Exercise: Return the records below exactly as they are written.

[Given data]

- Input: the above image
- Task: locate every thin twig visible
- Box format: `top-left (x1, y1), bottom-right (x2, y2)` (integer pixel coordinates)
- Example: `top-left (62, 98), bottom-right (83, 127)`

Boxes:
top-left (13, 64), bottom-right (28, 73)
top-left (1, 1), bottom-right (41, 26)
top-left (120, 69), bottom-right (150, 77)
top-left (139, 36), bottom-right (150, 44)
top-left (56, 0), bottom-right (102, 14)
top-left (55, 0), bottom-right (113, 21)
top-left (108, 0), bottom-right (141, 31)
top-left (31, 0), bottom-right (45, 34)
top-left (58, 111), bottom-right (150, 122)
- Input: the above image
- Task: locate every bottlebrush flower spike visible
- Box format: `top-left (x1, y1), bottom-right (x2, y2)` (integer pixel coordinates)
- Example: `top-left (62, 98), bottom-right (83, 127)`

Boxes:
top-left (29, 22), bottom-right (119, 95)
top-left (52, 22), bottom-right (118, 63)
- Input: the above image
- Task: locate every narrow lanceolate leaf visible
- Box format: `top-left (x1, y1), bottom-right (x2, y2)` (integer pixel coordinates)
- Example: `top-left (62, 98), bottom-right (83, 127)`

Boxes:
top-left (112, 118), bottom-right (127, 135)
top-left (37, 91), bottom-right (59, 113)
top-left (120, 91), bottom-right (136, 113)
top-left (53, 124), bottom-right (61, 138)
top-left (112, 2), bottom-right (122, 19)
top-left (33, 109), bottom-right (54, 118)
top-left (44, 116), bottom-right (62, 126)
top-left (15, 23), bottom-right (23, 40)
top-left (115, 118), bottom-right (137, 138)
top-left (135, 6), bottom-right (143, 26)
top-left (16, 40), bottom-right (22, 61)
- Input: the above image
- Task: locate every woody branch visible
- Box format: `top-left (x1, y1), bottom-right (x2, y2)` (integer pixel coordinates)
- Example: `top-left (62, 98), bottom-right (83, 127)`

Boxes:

[/Given data]

Solution to the problem:
- Input: the above image
- Task: locate every thin twig visible
- Box format: `top-left (x1, y1), bottom-right (x2, y2)` (integer pixel coordinates)
- Example: `top-left (62, 98), bottom-right (83, 127)`

Boxes:
top-left (13, 64), bottom-right (28, 73)
top-left (1, 1), bottom-right (41, 26)
top-left (120, 69), bottom-right (150, 77)
top-left (139, 36), bottom-right (150, 44)
top-left (56, 0), bottom-right (102, 14)
top-left (55, 0), bottom-right (113, 21)
top-left (108, 0), bottom-right (141, 31)
top-left (31, 0), bottom-right (45, 34)
top-left (58, 111), bottom-right (150, 122)
- Input: the above image
- Task: locate every bottlebrush flower spike visible
- Box format: `top-left (x1, y1), bottom-right (x2, y2)` (integer pixel coordinates)
- Example: `top-left (62, 98), bottom-right (83, 127)`

Boxes:
top-left (29, 22), bottom-right (119, 95)
top-left (52, 22), bottom-right (118, 63)
- Input: the above image
- Task: locate every narrow lanceolate leaf visible
- Box format: `top-left (x1, y1), bottom-right (x2, y2)` (integer pixel coordinates)
- Example: `top-left (62, 98), bottom-right (83, 127)`

Boxes:
top-left (112, 118), bottom-right (127, 135)
top-left (37, 91), bottom-right (59, 113)
top-left (120, 91), bottom-right (136, 113)
top-left (53, 124), bottom-right (61, 138)
top-left (112, 2), bottom-right (122, 19)
top-left (33, 109), bottom-right (54, 118)
top-left (44, 116), bottom-right (62, 126)
top-left (15, 23), bottom-right (23, 40)
top-left (115, 118), bottom-right (137, 138)
top-left (135, 6), bottom-right (143, 26)
top-left (16, 40), bottom-right (22, 61)
- Input: the above image
- Task: locate every woody branch visible
- Box format: `top-left (x1, y1), bottom-right (x2, y2)` (integer pixel coordinates)
- Example: `top-left (62, 98), bottom-right (83, 127)`

Boxes:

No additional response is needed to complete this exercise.